- [Problem description]: Go from the first line below to the one with "Run detection on shadow" and print each line exactly.

- [Input]:
◇ ◇ ◇ ◇
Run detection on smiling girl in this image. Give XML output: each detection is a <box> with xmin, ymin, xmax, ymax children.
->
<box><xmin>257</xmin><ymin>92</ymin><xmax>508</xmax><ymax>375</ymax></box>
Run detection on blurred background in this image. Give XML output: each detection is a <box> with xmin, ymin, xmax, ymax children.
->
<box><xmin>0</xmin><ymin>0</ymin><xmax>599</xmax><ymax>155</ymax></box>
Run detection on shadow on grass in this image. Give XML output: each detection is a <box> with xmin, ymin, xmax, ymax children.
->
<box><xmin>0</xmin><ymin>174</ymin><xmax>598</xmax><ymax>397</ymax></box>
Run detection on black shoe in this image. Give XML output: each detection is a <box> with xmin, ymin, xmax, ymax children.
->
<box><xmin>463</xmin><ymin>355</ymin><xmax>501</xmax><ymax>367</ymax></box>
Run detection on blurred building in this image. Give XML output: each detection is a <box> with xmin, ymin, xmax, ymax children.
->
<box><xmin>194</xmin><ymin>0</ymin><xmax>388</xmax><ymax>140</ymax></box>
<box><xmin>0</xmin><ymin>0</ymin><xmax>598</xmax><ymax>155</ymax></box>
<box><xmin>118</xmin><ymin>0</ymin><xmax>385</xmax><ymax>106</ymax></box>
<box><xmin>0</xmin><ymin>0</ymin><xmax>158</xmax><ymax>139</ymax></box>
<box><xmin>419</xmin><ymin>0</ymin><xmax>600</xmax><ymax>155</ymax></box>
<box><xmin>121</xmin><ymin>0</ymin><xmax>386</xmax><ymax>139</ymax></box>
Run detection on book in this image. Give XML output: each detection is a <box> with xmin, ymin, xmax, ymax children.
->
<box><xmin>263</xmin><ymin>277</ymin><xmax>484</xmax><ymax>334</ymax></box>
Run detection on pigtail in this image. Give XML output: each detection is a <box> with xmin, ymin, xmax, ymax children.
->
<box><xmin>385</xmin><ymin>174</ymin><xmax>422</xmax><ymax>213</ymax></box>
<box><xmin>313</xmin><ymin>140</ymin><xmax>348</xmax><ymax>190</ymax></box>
◇ ◇ ◇ ◇
- [Solved problem]:
Run detection on smiling girl in this image. Give XML output: each detection is a <box> with xmin, ymin, xmax, ymax children.
->
<box><xmin>257</xmin><ymin>92</ymin><xmax>508</xmax><ymax>375</ymax></box>
Run detection on blurred background in this image. Give XML output: each detection is a <box> with xmin, ymin, xmax, ymax children.
->
<box><xmin>0</xmin><ymin>0</ymin><xmax>599</xmax><ymax>155</ymax></box>
Run detection on shadow on grass in this image. Give XML output: each detection is a <box> with xmin, ymin, xmax, ymax children.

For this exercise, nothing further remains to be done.